Anders als gedacht: Nicht immer ist der Hintermann für einen Auffahrunfall verantwortlich.
Der Besuch der Fahrschule mag bei den meisten Autofahrern schon eine Weile her sein. Viele Radler haben ihre Fahrradprüfung schon während der Grundschulzeit abgelegt. Im Großen und Ganzen kennt fast jeder die Verkehrsregeln. Aber manchmal kommen doch Zweifel auf: Was ist erlaubt, was verboten? Unser Special räumt mit häufigen Fehlvorstellungen rund ums Auto- und Fahrradfahren auf.
1. Wer einem anderen auffährt, hat Schuld am Unfall
Das stimmt oft, aber nicht immer. Der Satz „Wer auffährt, hat Schuld“ beschreibt einen sogenannten Anscheinsbeweis: eine Beweisführung, die auf Erfahrungswerten beruht. Gerade im Straßenverkehr kann bei typischen Geschehensabläufen davon ausgegangen werden, dass ein bestimmtes Ereignis die Folge eines bestimmten Ablaufs ist. In vielen Fällen hat der Auffahrende nämlich tatsächlich Schuld, zum Beispiel weil er den geforderten Sicherheitsabstand nicht eingehalten hat. Oder er hat zu spät gebremst, weil er unaufmerksam war.

# DIE AUFGABE
Der Abschnitt des ausgewählten Textes zwischen „Der Besuch der“ und „und Fahrradfahren auf.“ einschließlich ist neu zu schreiben, wobei „Radler“ durch „Radfahrer“ ersetzt wird.

# AUSZUG AUS DATENSATZ
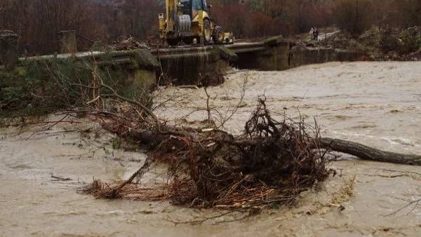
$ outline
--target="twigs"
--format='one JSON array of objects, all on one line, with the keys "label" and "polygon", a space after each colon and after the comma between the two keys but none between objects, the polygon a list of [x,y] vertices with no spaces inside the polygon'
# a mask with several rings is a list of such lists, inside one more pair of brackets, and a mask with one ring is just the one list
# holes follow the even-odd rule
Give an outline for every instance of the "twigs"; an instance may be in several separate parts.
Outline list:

# LÖSUNG DER AUFGABE
Der Besuch der Fahrschule mag bei den meisten Autofahrern schon eine Weile her sein. Viele Radfahrer haben ihre Fahrradprüfung schon während der Grundschulzeit abgelegt. Im Großen und Ganzen kennt fast jeder die Verkehrsregeln. Aber manchmal kommen doch Zweifel auf: Was ist erlaubt, was verboten? Unser Special räumt mit häufigen Fehlvorstellungen rund ums Auto- und Fahrradfahren auf.